SBA 7(a) Loan Program
What is an SBA 7(a) Loan Program
The Small Business Administration (SBA) 7(a) Loan Guarantee program is one of the most popular loan programs offered by the agency and is the basic SBA loan program. A 7(a)-loan guarantee is provided to lenders to make them more willing to lend money to small businesses with “weaknesses” in their loan applications.
For example, a business startup would not have cash flow history to provide a lender with the assurance of continued ability to pay back a loan, so the SBA 7(a) loan would serve to provide the lender with an increased guaranty against default. The SBA warns, though, that lenders do not have to accept 7(a) loans.
Key Program Features
- A typical project structure of 75 – 90% LTV and 10 – 25% equity injection
- A maximum loan amount of $2,000,000
- Maturity and Amortization up to 25 years for real estate, 10 years for business acquisition, between 7 to 10 years for debt refinancing and up to 7 years for permanent working capital (blended maturity and amortization will be applied depending on final structure as determined by SBA guidelines)
- Maximum LTV Multi-Use of up to 90%
- Limited or special purpose real estate up to 80% LTV
Some examples of eligible use of proceeds are :
- To purchase land or buildings, to cover new construction as well as expansion or conversion of existing facilities
- To acquire equipment, machinery, furniture, fixtures, supplies or materials
- For long-term working capital, including the payment of accounts payable and/or for the purchase of inventory
- To refinance existing business indebtedness which isn’t already structured with reasonable terms and conditions
- For short-term working capital needs, including seasonal financing, contract performance, construction financing, export production and for financing against existing inventory and receivable under special conditions
- To purchase an existing business.
***
> **Problem set**:
1. Answer these questions using the SBA 7(a) loan program text:
(a) What is the maximum loan amount?
(b) How long can the maturity and amortization run for real estate?
(c) Why is a 7(a) loan guarantee provided to lenders?
2. According to the SBA 7(a) loan program text, is each statement correct? Answer yes or no and quote the words that decide it.
(a) Lenders are required to accept 7(a) loans.
(b) Limited or special purpose real estate can be financed at up to 90% LTV.
(c) Loan proceeds may be used to buy an existing business.

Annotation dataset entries
***
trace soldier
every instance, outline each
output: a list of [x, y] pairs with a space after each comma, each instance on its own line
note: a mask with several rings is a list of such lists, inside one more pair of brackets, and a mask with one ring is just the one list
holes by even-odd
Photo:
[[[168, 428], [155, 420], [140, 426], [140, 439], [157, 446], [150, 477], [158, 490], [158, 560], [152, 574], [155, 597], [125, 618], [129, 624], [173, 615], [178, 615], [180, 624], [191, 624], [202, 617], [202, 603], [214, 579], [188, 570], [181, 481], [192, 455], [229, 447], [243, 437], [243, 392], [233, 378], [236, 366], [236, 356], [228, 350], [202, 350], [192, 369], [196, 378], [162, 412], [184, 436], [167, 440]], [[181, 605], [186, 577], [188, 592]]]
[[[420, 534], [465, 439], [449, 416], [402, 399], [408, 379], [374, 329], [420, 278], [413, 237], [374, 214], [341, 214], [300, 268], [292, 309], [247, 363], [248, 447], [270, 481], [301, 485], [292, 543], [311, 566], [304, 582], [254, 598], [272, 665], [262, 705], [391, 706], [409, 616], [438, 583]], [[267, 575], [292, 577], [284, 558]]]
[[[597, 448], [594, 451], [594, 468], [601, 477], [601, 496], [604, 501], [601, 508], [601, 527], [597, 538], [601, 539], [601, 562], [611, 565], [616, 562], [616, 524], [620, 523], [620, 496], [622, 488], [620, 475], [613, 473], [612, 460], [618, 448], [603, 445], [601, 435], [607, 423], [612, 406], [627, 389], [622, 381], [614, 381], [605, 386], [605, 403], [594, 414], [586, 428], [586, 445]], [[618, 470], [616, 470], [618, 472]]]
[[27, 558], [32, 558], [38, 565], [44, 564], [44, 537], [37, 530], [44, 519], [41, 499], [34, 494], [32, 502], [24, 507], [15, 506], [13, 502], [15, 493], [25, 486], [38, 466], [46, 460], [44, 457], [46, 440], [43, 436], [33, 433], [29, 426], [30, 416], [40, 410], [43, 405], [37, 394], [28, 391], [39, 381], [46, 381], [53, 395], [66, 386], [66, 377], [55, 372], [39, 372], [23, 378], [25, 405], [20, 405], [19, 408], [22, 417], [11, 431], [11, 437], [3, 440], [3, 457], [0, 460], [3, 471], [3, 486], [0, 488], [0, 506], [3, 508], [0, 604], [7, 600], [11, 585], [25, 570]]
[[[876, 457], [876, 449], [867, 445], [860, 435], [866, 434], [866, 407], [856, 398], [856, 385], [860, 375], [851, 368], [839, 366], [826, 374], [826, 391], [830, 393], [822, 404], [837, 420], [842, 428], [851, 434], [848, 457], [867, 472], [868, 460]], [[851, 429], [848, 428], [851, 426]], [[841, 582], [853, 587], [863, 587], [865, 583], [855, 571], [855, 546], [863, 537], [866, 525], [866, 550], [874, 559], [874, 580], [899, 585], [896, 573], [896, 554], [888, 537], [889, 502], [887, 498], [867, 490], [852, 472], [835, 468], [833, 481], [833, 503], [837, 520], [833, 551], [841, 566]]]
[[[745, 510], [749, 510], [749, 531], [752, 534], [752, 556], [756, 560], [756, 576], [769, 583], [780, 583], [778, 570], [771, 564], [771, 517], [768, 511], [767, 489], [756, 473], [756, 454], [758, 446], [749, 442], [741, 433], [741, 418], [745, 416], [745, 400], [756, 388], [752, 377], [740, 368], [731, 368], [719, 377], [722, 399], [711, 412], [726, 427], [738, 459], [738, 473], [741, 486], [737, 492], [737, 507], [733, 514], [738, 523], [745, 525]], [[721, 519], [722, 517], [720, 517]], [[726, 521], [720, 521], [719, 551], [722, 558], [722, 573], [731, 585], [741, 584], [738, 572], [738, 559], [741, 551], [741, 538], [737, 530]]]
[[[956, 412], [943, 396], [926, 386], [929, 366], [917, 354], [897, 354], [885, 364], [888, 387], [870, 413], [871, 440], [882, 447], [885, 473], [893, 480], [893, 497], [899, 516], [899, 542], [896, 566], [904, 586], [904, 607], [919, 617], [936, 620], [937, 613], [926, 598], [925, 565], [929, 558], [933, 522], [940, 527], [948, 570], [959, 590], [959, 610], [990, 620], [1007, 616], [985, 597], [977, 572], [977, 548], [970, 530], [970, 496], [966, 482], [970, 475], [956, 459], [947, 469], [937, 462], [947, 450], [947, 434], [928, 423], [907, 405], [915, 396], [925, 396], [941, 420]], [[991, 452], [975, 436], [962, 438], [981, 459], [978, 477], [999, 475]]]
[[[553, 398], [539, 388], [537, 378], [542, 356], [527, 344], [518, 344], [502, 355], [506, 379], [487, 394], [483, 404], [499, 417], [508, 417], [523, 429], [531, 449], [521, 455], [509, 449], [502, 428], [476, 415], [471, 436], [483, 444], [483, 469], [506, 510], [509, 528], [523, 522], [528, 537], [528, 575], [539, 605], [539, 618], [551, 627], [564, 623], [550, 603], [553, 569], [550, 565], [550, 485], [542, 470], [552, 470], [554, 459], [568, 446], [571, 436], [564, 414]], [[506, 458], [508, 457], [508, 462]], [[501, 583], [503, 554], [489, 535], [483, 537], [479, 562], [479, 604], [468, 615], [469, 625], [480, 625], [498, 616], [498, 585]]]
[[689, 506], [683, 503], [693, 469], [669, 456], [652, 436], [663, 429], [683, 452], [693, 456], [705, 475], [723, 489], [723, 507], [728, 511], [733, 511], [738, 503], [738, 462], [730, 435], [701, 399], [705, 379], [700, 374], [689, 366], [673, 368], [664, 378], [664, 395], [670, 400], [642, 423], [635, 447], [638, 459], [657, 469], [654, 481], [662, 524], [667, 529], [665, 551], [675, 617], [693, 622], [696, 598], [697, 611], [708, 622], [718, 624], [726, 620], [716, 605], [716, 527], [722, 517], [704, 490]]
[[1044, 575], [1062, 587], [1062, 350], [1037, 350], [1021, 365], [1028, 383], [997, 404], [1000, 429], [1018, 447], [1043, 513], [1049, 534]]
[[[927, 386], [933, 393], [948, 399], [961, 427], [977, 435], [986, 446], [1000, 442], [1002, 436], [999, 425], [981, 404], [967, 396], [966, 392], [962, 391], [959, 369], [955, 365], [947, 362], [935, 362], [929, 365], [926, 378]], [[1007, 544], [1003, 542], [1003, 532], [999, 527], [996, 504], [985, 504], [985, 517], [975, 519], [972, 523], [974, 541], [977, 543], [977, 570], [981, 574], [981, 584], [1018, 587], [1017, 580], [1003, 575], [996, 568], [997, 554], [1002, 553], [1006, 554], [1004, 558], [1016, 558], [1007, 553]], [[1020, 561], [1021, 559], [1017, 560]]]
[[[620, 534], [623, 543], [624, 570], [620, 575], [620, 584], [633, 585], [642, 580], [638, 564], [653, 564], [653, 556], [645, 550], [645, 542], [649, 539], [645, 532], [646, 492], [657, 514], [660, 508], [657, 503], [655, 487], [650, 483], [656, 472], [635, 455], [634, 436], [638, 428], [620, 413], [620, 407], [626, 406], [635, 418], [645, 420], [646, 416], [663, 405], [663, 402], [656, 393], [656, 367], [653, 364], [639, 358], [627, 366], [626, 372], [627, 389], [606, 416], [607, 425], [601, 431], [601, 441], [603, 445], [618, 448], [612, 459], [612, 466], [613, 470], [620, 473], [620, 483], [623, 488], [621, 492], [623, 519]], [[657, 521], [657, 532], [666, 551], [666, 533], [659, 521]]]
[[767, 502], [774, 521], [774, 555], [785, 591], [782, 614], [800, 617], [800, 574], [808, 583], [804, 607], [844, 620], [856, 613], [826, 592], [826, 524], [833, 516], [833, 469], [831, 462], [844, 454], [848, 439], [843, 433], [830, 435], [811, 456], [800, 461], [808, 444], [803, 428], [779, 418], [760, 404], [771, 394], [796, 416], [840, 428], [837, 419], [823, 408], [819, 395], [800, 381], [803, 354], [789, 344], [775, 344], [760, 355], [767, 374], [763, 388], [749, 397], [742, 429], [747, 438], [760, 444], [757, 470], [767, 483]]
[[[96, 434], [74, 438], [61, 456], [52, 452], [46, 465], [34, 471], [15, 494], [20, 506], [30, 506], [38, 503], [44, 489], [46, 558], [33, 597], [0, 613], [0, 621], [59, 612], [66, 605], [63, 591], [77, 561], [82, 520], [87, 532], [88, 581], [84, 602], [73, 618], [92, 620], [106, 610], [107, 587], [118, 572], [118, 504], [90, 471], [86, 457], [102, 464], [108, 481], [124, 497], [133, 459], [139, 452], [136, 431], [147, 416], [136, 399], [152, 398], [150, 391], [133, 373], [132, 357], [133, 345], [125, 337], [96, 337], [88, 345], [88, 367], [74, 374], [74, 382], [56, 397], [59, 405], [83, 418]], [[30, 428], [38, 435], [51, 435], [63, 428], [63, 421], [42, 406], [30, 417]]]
***
> **Responses to the tasks**:
1.
(a) $2,000,000
(b) Up to 25 years
(c) To make them more willing to lend money to small businesses with "weaknesses" in their loan applications

2.
(a) No: "lenders do not have to accept 7(a) loans"
(b) No: "Limited or special purpose real estate up to 80% LTV"
(c) Yes: "To purchase an existing business"